# [Problem description]
Beginning with the line that holds "of the flag", set down each line of the data below through the very last, exactly as given, and nothing beyond that.

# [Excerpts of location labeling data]
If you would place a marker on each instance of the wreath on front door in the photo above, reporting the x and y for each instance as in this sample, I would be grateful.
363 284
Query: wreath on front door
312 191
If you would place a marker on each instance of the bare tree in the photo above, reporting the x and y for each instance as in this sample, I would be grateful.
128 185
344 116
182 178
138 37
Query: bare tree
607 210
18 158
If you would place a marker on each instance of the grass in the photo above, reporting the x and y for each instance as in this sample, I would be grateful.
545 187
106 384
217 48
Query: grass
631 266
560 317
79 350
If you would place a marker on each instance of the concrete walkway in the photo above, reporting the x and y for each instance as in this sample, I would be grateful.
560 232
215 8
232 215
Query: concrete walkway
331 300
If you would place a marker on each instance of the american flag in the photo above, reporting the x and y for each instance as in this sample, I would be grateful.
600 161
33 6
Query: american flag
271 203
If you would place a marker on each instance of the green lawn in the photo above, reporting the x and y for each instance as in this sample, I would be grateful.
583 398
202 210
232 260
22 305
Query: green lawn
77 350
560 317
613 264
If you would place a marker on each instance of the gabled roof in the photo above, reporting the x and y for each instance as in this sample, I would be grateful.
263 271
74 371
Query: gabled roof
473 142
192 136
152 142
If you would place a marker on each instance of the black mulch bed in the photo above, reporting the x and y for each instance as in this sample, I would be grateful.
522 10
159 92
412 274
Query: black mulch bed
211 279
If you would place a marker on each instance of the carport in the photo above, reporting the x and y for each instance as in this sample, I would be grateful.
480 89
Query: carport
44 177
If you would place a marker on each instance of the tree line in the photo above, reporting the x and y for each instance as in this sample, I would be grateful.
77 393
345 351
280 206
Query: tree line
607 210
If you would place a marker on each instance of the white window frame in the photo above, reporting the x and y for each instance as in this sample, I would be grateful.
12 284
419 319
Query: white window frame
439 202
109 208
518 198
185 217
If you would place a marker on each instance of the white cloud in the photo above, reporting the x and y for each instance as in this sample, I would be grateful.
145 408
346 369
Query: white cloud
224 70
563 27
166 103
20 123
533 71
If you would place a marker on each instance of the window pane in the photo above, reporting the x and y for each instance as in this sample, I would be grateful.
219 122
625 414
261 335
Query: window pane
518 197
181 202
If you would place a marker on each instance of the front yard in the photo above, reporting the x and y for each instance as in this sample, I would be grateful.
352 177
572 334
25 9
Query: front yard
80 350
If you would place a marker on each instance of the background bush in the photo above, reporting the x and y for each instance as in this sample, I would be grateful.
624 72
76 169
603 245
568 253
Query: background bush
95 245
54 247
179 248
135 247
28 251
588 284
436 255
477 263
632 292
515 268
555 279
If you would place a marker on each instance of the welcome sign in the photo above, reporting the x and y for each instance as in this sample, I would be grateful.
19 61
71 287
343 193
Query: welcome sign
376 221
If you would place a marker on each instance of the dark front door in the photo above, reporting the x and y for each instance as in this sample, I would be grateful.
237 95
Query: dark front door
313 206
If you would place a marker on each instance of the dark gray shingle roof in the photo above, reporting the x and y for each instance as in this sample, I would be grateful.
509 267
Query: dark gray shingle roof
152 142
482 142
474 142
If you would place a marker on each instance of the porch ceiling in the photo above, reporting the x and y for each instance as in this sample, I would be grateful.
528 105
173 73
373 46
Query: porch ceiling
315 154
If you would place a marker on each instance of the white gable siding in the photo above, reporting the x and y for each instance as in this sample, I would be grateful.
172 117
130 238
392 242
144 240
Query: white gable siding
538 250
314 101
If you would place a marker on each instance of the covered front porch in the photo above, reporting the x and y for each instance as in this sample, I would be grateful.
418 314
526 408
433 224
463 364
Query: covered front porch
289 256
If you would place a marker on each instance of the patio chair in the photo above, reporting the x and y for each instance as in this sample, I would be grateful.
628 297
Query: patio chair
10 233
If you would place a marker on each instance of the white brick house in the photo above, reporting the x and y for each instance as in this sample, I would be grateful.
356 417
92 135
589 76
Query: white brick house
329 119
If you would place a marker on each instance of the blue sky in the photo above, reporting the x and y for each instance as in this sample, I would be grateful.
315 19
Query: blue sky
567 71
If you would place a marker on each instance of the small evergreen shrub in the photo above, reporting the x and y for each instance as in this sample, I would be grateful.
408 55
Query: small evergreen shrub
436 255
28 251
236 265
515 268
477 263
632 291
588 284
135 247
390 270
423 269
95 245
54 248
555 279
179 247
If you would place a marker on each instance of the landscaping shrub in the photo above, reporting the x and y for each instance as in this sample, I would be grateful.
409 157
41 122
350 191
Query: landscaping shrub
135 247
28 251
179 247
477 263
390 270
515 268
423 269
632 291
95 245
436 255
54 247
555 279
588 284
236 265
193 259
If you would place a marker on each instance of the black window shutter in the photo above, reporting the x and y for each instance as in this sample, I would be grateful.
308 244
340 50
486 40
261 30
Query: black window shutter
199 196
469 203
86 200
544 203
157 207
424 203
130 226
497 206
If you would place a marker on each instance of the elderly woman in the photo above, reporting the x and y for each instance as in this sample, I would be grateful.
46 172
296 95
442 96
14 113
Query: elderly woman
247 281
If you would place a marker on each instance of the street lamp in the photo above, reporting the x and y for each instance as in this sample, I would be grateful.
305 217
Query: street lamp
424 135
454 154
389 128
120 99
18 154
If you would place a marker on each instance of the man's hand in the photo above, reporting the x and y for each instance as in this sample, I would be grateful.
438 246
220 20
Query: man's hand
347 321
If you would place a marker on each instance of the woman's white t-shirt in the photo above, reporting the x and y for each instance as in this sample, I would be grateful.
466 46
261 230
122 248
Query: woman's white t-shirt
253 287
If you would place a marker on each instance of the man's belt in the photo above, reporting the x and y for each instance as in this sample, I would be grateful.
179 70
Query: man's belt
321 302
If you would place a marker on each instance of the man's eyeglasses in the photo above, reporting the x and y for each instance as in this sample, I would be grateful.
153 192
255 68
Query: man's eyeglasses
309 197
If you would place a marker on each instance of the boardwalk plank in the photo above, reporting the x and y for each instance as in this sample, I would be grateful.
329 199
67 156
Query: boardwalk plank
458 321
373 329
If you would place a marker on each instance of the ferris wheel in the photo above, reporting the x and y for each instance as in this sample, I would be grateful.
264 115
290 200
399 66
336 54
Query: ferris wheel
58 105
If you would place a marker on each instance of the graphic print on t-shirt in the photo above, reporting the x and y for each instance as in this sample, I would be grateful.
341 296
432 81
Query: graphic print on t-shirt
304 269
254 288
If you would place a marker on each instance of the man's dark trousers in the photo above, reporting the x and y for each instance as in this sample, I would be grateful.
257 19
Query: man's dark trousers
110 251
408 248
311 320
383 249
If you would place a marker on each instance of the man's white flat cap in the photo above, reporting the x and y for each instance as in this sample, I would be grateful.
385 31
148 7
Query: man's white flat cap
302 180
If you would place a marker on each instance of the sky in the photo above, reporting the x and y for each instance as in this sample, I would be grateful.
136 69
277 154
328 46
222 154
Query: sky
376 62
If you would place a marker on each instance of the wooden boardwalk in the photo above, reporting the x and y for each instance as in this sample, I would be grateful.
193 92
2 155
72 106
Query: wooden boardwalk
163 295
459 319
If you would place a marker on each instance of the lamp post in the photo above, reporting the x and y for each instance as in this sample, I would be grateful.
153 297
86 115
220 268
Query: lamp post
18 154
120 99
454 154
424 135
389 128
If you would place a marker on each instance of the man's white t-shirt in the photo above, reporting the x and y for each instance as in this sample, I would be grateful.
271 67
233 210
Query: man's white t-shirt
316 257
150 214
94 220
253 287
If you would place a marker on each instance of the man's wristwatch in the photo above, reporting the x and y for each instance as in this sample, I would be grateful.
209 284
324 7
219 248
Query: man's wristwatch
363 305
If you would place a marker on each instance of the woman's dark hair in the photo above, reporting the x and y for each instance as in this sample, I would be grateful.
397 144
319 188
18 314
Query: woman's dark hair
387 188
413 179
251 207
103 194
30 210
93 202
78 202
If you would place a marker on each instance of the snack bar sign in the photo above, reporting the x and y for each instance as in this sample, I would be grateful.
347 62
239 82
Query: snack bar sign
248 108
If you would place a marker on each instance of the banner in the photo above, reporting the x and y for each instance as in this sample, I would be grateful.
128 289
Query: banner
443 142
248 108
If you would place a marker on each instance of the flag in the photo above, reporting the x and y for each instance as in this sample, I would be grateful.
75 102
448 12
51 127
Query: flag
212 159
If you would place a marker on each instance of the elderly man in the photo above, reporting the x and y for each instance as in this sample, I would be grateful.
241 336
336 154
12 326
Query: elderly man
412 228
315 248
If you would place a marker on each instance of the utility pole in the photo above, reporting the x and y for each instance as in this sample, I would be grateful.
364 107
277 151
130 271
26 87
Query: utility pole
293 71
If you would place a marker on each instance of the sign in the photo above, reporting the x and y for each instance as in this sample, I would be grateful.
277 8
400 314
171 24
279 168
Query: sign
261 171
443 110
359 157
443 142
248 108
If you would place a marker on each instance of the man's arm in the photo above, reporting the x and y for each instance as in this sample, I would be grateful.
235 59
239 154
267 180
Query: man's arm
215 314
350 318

# [Output]
If you would place a marker on each instance of the flag in the photo above, reporting the x and y for each instance as in this sample, I would be grateful.
75 102
448 12
51 127
Query: flag
212 159
If you would place a marker on each instance of the elderly man in the photo above, reporting the x and y for each instance as in this sample, I would be grateful.
241 336
336 154
12 326
Query: elderly man
412 228
315 248
If you would place a marker on each instance of the utility pole in the photo above, reporting the x and y for each instance as in this sample, I would be grateful.
364 107
277 151
130 271
26 87
Query: utility pole
293 71
If you would place a marker on each instance of the sign in the photo above, reporting the x and y for each instance as in this sample, I would be grateful.
277 8
400 314
171 24
279 168
Query: sign
261 171
443 110
359 157
443 142
248 108
If you would place a marker on each instance of the man's arm in the photo above, reporting the x and y for each instance as in this sample, I would be grateful.
235 59
239 154
267 180
Query: man's arm
215 314
350 318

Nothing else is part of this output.